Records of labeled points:
## start
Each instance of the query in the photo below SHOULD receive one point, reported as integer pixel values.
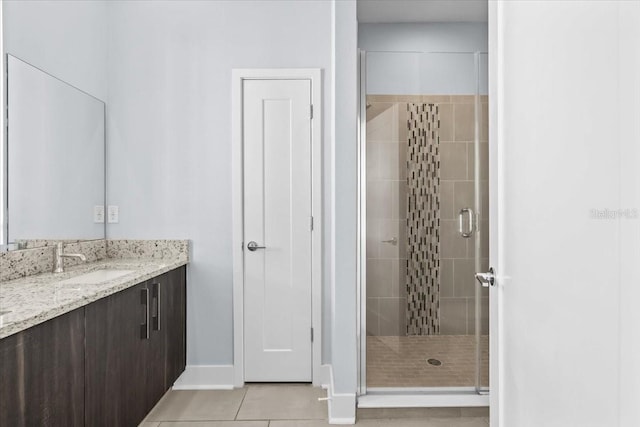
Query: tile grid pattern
(423, 220)
(402, 361)
(386, 123)
(290, 405)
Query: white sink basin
(95, 277)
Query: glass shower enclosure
(423, 221)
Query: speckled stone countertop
(28, 301)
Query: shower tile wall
(386, 212)
(386, 218)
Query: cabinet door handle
(144, 300)
(155, 318)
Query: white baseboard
(342, 406)
(206, 377)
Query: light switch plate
(98, 214)
(113, 214)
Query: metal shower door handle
(472, 226)
(487, 279)
(253, 246)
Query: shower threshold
(423, 398)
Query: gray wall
(65, 38)
(425, 59)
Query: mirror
(55, 160)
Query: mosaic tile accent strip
(423, 220)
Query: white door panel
(277, 215)
(558, 265)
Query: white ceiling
(381, 11)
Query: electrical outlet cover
(113, 214)
(98, 214)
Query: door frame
(237, 173)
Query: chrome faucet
(58, 255)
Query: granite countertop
(31, 300)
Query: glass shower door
(425, 319)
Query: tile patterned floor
(394, 361)
(290, 405)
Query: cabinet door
(174, 309)
(42, 374)
(116, 365)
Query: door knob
(253, 246)
(487, 279)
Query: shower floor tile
(395, 361)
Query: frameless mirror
(55, 159)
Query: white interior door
(277, 218)
(558, 148)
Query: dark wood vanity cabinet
(106, 364)
(135, 349)
(42, 374)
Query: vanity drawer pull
(144, 327)
(155, 318)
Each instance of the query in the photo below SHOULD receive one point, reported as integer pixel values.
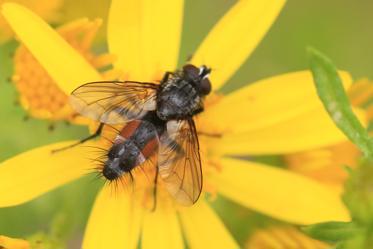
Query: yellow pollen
(39, 93)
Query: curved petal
(267, 102)
(204, 229)
(11, 243)
(283, 237)
(35, 172)
(64, 64)
(311, 130)
(235, 36)
(145, 35)
(278, 193)
(114, 222)
(161, 229)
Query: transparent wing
(114, 102)
(179, 161)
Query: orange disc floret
(39, 93)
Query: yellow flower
(283, 237)
(39, 93)
(278, 115)
(326, 164)
(11, 243)
(48, 9)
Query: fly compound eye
(191, 71)
(205, 86)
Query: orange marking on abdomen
(130, 128)
(150, 148)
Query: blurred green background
(342, 29)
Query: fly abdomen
(135, 143)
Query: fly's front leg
(166, 76)
(94, 135)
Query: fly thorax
(178, 101)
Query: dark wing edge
(114, 102)
(179, 162)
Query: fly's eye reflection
(205, 86)
(191, 71)
(160, 123)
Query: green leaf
(332, 232)
(330, 90)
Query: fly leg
(94, 135)
(166, 76)
(214, 135)
(155, 190)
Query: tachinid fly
(158, 118)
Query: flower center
(39, 93)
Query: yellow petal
(283, 237)
(267, 102)
(11, 243)
(114, 222)
(235, 36)
(145, 35)
(35, 172)
(311, 130)
(278, 193)
(204, 229)
(64, 64)
(161, 229)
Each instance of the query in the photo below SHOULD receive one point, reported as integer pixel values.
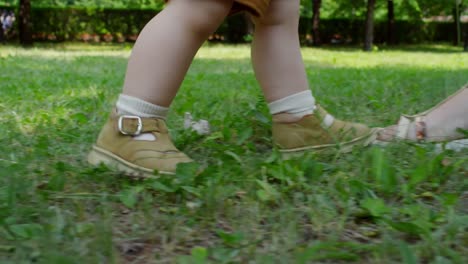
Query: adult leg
(438, 124)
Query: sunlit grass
(243, 203)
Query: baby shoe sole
(99, 156)
(343, 147)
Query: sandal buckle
(129, 117)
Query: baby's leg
(298, 124)
(166, 47)
(276, 51)
(135, 139)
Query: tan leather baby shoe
(320, 132)
(137, 146)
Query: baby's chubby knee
(280, 12)
(204, 16)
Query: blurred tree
(369, 35)
(391, 22)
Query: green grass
(402, 203)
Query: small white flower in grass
(201, 127)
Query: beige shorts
(255, 7)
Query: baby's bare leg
(166, 47)
(276, 53)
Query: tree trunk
(24, 23)
(456, 20)
(316, 5)
(369, 37)
(391, 22)
(466, 38)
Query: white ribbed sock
(129, 105)
(297, 105)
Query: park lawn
(240, 203)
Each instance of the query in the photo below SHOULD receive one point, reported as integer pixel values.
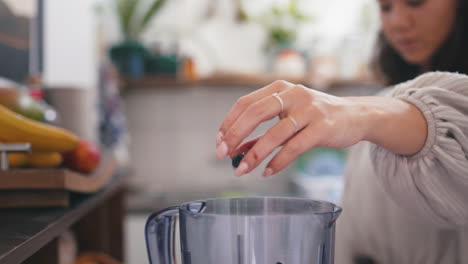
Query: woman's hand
(308, 119)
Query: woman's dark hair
(452, 56)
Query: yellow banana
(16, 128)
(35, 160)
(16, 160)
(44, 159)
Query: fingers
(258, 112)
(303, 141)
(244, 102)
(245, 147)
(272, 139)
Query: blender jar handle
(159, 232)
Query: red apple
(84, 158)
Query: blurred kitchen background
(153, 79)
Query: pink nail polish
(219, 138)
(268, 172)
(242, 169)
(222, 150)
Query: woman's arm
(394, 124)
(309, 119)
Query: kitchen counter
(30, 235)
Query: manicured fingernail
(242, 169)
(222, 150)
(219, 138)
(268, 172)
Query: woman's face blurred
(417, 28)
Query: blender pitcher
(245, 230)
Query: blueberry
(237, 159)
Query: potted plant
(281, 23)
(129, 55)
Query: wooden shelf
(51, 187)
(226, 79)
(30, 235)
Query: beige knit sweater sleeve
(434, 182)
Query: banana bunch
(15, 128)
(35, 159)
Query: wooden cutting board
(51, 187)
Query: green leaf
(149, 15)
(126, 11)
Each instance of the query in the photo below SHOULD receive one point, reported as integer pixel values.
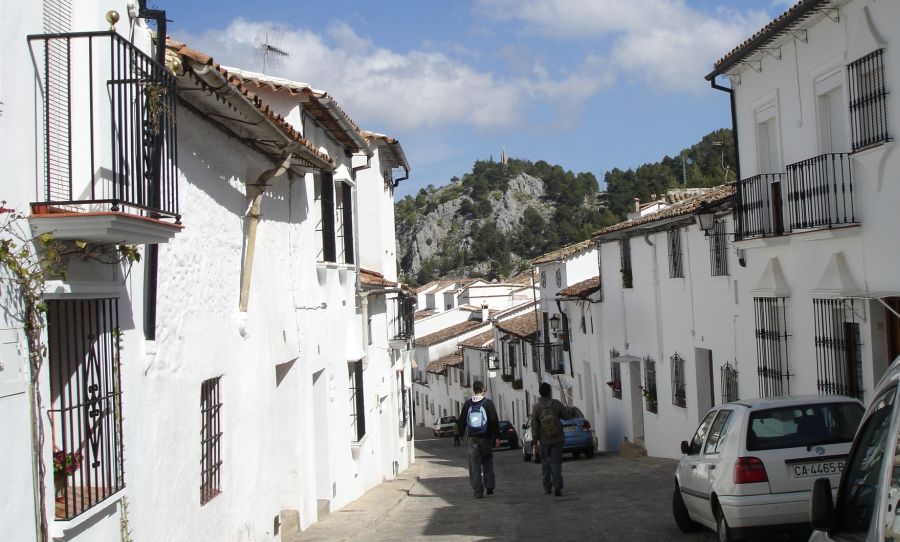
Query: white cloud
(387, 90)
(664, 42)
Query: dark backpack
(551, 429)
(476, 425)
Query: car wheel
(682, 517)
(723, 531)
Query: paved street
(605, 498)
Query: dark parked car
(580, 437)
(508, 435)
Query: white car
(751, 464)
(866, 504)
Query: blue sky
(587, 84)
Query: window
(838, 348)
(676, 267)
(344, 214)
(679, 395)
(325, 227)
(855, 507)
(767, 143)
(868, 103)
(625, 260)
(773, 365)
(357, 404)
(615, 383)
(718, 250)
(648, 390)
(86, 402)
(699, 437)
(210, 440)
(717, 433)
(728, 377)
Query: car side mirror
(821, 507)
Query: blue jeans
(551, 465)
(481, 464)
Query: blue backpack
(477, 422)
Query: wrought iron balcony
(820, 192)
(553, 358)
(109, 141)
(814, 193)
(402, 325)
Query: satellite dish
(268, 53)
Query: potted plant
(65, 464)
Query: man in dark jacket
(478, 418)
(546, 427)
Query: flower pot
(59, 483)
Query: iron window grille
(625, 261)
(679, 390)
(676, 265)
(868, 101)
(326, 224)
(210, 440)
(86, 401)
(615, 383)
(108, 126)
(773, 364)
(357, 403)
(820, 192)
(648, 390)
(728, 377)
(838, 347)
(718, 250)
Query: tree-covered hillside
(499, 216)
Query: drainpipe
(737, 153)
(253, 213)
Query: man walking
(478, 418)
(546, 427)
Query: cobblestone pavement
(605, 498)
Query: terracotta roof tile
(718, 195)
(482, 340)
(449, 333)
(796, 14)
(439, 365)
(374, 280)
(310, 153)
(563, 253)
(521, 326)
(582, 289)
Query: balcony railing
(403, 321)
(757, 206)
(554, 358)
(108, 114)
(820, 192)
(814, 193)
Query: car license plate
(819, 468)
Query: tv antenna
(267, 50)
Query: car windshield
(803, 425)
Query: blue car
(580, 437)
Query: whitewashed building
(814, 106)
(252, 371)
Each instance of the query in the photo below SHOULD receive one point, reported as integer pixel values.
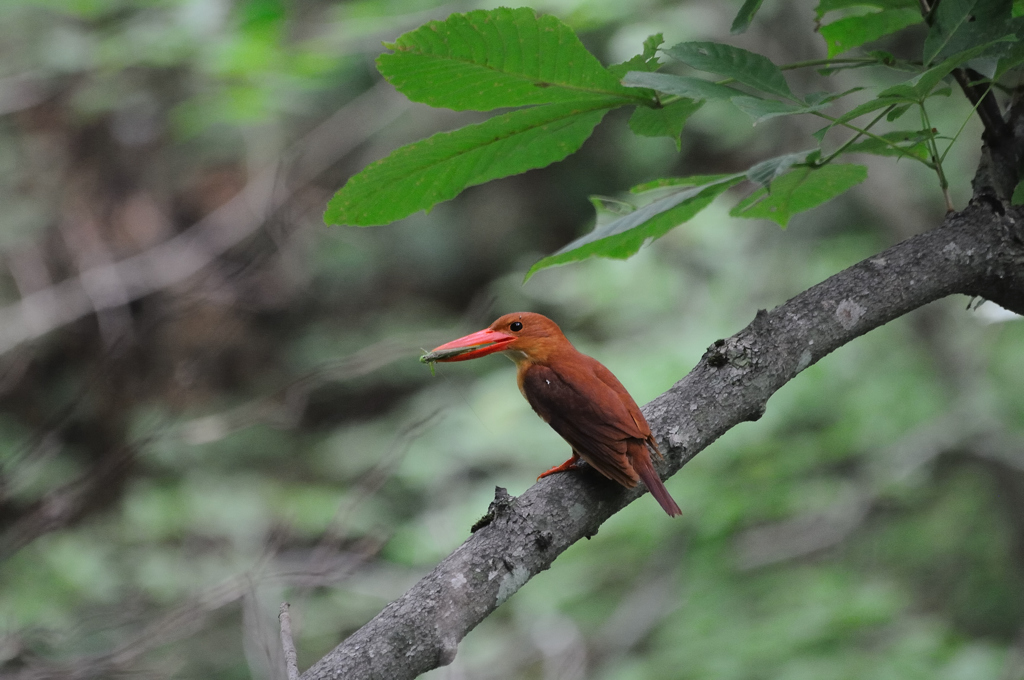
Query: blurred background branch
(210, 402)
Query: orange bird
(574, 393)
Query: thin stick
(291, 660)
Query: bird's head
(523, 336)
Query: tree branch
(976, 252)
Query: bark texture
(978, 252)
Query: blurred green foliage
(263, 431)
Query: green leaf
(645, 61)
(624, 236)
(897, 113)
(766, 171)
(1015, 56)
(419, 175)
(826, 6)
(1018, 198)
(798, 190)
(691, 180)
(667, 121)
(963, 25)
(745, 15)
(744, 67)
(920, 87)
(855, 31)
(762, 110)
(694, 88)
(503, 57)
(908, 142)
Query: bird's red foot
(567, 465)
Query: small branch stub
(287, 643)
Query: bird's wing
(642, 428)
(588, 414)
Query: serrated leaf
(798, 190)
(743, 66)
(675, 182)
(907, 142)
(667, 121)
(897, 113)
(766, 171)
(487, 59)
(1018, 198)
(963, 25)
(825, 6)
(762, 110)
(623, 237)
(693, 88)
(1015, 55)
(647, 61)
(424, 173)
(855, 31)
(745, 15)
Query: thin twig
(291, 659)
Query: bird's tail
(641, 463)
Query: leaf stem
(855, 137)
(933, 150)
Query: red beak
(476, 344)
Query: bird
## end
*WHAT THE TASK REQUIRES*
The lines to repeat run from the line containing "Query: car license plate" through the last line of the material above; give them exactly, without the pictures.

*EXERCISE SOLUTION*
Query: car license plate
(819, 468)
Query: tv antenna
(267, 50)
Query: car windshield
(803, 425)
Query: blue car
(580, 437)
Query: whitewashed building
(814, 106)
(252, 371)
Each instance of the query in the photo below SHOULD receive one point, reported as integer pixel values.
Query: blurred background branch
(210, 402)
Query: orange bird
(574, 393)
Query: thin stick
(291, 660)
Query: bird's head
(523, 336)
Query: tree branch
(976, 252)
Query: bark texture
(978, 252)
Query: blurred green foliage
(263, 431)
Query: green leaf
(645, 61)
(624, 236)
(897, 113)
(766, 171)
(1015, 56)
(419, 175)
(826, 6)
(1018, 198)
(798, 190)
(691, 180)
(667, 121)
(963, 25)
(745, 15)
(744, 67)
(920, 87)
(855, 31)
(762, 110)
(694, 88)
(503, 57)
(908, 142)
Query: bird's red foot
(567, 465)
Query: small branch stub
(287, 643)
Query: bird's wing
(642, 428)
(588, 414)
Query: serrated leaf
(798, 190)
(743, 66)
(675, 182)
(907, 142)
(667, 121)
(897, 113)
(766, 171)
(487, 59)
(1018, 198)
(963, 25)
(825, 6)
(762, 110)
(623, 237)
(693, 88)
(1015, 55)
(647, 61)
(424, 173)
(855, 31)
(745, 15)
Query: thin twig
(291, 659)
Query: bird's tail
(641, 463)
Query: leaf stem
(855, 137)
(933, 150)
Query: red beak
(476, 344)
Query: bird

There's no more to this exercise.